#### Task instructions:
Recast every line of the entries below as a JSON list of strings, one string per line, leaving out any blank lines.

#### Supplied information:
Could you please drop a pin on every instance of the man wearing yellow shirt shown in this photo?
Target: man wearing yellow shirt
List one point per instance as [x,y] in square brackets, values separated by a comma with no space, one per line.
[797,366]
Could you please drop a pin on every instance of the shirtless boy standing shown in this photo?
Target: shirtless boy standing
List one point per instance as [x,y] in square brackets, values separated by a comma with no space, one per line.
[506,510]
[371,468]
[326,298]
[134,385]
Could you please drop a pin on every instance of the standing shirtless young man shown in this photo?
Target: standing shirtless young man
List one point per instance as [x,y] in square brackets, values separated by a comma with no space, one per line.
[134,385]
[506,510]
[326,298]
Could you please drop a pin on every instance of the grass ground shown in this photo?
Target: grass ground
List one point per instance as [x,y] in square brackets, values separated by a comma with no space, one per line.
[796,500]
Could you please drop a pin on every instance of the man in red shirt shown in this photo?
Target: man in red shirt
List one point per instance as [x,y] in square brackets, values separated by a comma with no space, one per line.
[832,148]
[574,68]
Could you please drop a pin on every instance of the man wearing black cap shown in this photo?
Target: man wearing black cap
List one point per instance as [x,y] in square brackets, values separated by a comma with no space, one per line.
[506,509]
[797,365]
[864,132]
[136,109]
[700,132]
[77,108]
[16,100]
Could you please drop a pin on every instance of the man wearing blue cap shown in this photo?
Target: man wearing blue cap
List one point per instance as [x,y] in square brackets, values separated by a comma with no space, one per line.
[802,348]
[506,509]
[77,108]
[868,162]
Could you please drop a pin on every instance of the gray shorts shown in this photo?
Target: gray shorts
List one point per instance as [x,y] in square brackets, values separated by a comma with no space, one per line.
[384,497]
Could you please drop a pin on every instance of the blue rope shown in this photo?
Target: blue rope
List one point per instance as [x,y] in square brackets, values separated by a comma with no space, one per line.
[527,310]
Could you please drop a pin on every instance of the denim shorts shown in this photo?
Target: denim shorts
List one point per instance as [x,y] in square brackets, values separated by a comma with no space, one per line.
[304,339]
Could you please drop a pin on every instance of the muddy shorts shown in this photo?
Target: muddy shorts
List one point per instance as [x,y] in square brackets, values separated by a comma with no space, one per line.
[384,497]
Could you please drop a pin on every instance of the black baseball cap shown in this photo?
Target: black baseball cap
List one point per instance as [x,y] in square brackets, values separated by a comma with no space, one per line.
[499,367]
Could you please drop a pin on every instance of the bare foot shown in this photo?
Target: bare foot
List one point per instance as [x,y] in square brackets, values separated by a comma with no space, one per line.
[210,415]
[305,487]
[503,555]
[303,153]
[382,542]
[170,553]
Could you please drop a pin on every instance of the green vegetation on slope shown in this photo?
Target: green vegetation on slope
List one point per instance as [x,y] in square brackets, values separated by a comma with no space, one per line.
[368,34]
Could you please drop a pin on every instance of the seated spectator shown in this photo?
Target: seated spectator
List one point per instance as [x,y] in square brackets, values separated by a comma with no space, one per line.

#### Answer below:
[
  "Could you please drop a pin on every instance of the man wearing yellow shirt shown in this photo?",
  "Target: man wearing yellow shirt",
  "List one point per instance as [x,y] in square brackets, values separated by a comma with no space, one per line.",
  "[797,366]",
  "Could you please drop a pin on every instance of the shirtless boy standing shown in this photo?",
  "Target: shirtless boy standing",
  "List one point per instance as [x,y] in square brackets, values separated by a comma with no space, one per line.",
  "[506,510]",
  "[371,468]",
  "[326,298]",
  "[134,385]",
  "Could you please drop a pin on every instance of the standing shirtless young man shown in this photo?",
  "Target: standing shirtless young man",
  "List one point per instance as [x,y] in square brackets, values separated by a comma with no space, one per line.",
  "[134,385]",
  "[506,510]",
  "[326,298]",
  "Could you please drop a pin on every instance of the grass ground shown in this photo?",
  "Target: grass ground",
  "List one point per instance as [x,y] in square brackets, values separated by a comma with no space, one per line.",
  "[796,500]",
  "Could you please drop a pin on every instance of the man in red shirt shown in this photo?",
  "Target: man in red shirt",
  "List one point per instance as [x,y] in square brackets, values separated by a comma with no space, one per line.",
  "[832,148]",
  "[574,68]",
  "Could you please drop a pin on every instance of the man wearing black cap shown in this photo?",
  "Target: man wearing black cap",
  "List one point per instance as [x,y] in square brackets, values separated by a comma with no space, one per line.",
  "[506,509]",
  "[797,365]",
  "[864,132]",
  "[136,109]",
  "[700,132]",
  "[77,108]",
  "[16,100]",
  "Could you please drop a pin on every instance of the man wearing blue cap shown in this photo?",
  "Target: man wearing blue cap",
  "List one point per instance as [x,y] in square brackets, values separated by a comma with no space, one per line.",
  "[802,348]",
  "[506,509]",
  "[77,108]",
  "[868,162]",
  "Could you please drop a pin on every instance of the gray shorts shown in this photo?",
  "Target: gray shorts",
  "List one point per instance as [x,y] in square brackets, values separated by a comma with no space, one per line.",
  "[384,497]",
  "Could you please drop a pin on every instance of the blue rope shown in this photo?",
  "Target: blue rope",
  "List one point per instance as [x,y] in square brackets, values separated by a comma with no space, one per line.",
  "[527,310]",
  "Could you please drop a pin on every instance of the denim shorts shown in this photo?",
  "Target: denim shorts",
  "List one point per instance as [x,y] in square brackets, values separated by a comma with no space, one per line.",
  "[304,339]",
  "Could you please drop a pin on every instance of the muddy shorts shown in this photo?",
  "Target: muddy shorts",
  "List one point per instance as [x,y] in square brackets, values separated by a comma with no space, one per line.",
  "[384,497]",
  "Could you please drop a pin on every instance of the black baseball cap shown in this photo?",
  "Target: black baseball cap",
  "List one point per instance as [x,y] in square brackets, values separated by a comma with no space, one per line.",
  "[499,367]",
  "Could you please drop a pin on every instance of the bare foot shown in this photo?",
  "Target: bare foot",
  "List one point per instance as [x,y] in square brackets, values separated by a comma with no space, one per line.",
  "[210,415]",
  "[305,487]",
  "[503,555]",
  "[303,153]",
  "[382,542]",
  "[170,553]",
  "Could you please drop a pin on every instance of the green vegetation on slope shown in this photo?",
  "Target: green vegetation on slope",
  "List one point per instance as [x,y] in square brackets, values separated by a comma with no space, one per line.",
  "[368,34]",
  "Could you please drop a pin on every instance of the seated spectator shown in this photo?",
  "Target: seated spectator",
  "List one point per instance as [x,y] in square brackets, values separated by a comma with no space, one per line."
]